┌─ TRECHO FORNECIDO

Arquivo 30Giorni n. 03 - 2000
“Só o fato do perdão permite o reconhecimento do pecado”
Respostas do Cardeal Joseph Ratzinger às perguntas dos jornalistas durante a conferência de imprensa
No ambiente eclesiástico há dúvidas sobre a eficácia
da mensagem que está sendo lançada. Dizem que o nosso é o tempo da
superficialidade e da pressa. Muitos crentes não sabem nada sobre teologia. O
nosso também é o tempo das simplificações jornalísticas por vários motivos. Os
fiéis dizem: «Se a Igreja de hoje se arrepende dos erros da Igreja do passado,
a Igreja de amanhã poderá arrepender-se dos erros da Igreja de hoje. Então, que
credibilidade devemos dar à Igreja hoje?
JOSEPH RATZINGER: A Igreja de hoje, com este documento, não condena a Igreja do
passado; ela reconhece as raízes das suas próprias deficiências do passado, e o
faz precisamente para lançar luz sobre a situação atual, sobre a necessidade de
se arrepender, de se converter.
A Igreja tem plena consciência de que o pecado se encontra dentro dela e sempre
lutou contra a ideia de uma Igreja somente de santos. Sabemos das grandes lutas
contra os donatistas, os cátaros, etc. Justamente para nos fazer reconhecer isso,
o Senhor está no barco com os pecadores desde o início.
Os Evangelhos também recordam o pecado da queda de Pedro. Esta é uma confissão
de pecado repetido, o que deve ter feito Pedro corar. Nós o encontramos no
Evangelho de Marcos, que foi inspirado pelo próprio São Pedro, e é a confissão
mais dura desse pecado.

└─

**TAREFA ESCRITA 1:** Liste as três características que o trecho fornecido atribui ao "nosso tempo".

┌─ DADOS EXTRAÍDOS

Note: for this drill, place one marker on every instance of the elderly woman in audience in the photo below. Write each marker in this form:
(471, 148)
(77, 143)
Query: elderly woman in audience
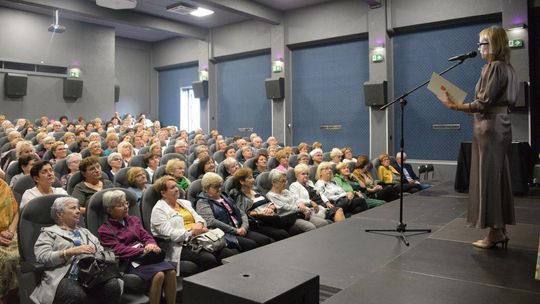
(254, 204)
(126, 150)
(137, 181)
(316, 156)
(336, 155)
(231, 166)
(25, 162)
(285, 201)
(369, 185)
(271, 151)
(220, 211)
(350, 203)
(177, 169)
(9, 253)
(247, 153)
(303, 148)
(350, 184)
(307, 194)
(43, 175)
(72, 161)
(58, 151)
(69, 138)
(60, 246)
(206, 164)
(115, 161)
(230, 151)
(347, 155)
(94, 147)
(92, 181)
(112, 142)
(261, 162)
(282, 157)
(388, 175)
(303, 158)
(48, 141)
(175, 219)
(128, 239)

└─

**TAREFA ESCRITA 2:** Transponha todas as linhas das entradas acima, inclusive as de texto, somando 150 a cada coordenada das respostas. Deixe as imagens de fora.

**RESPOSTA COMPLETA 1:**
superficialidade
pressa
simplificações jornalísticas

**RESPOSTA COMPLETA 2:**
Note: for this drill, place one marker on every instance of the elderly woman in audience in the photo below. Write each marker in this form:
(471, 148)
(77, 143)
Query: elderly woman in audience
(404, 354)
(276, 300)
(287, 331)
(466, 306)
(486, 305)
(381, 316)
(175, 312)
(435, 351)
(519, 335)
(421, 301)
(370, 361)
(500, 353)
(327, 319)
(159, 403)
(397, 303)
(453, 298)
(500, 334)
(457, 344)
(193, 325)
(222, 311)
(208, 301)
(219, 288)
(210, 396)
(356, 314)
(265, 311)
(380, 301)
(497, 305)
(244, 297)
(242, 331)
(262, 292)
(411, 312)
(432, 307)
(538, 325)
(453, 308)
(198, 291)
(325, 369)
(278, 389)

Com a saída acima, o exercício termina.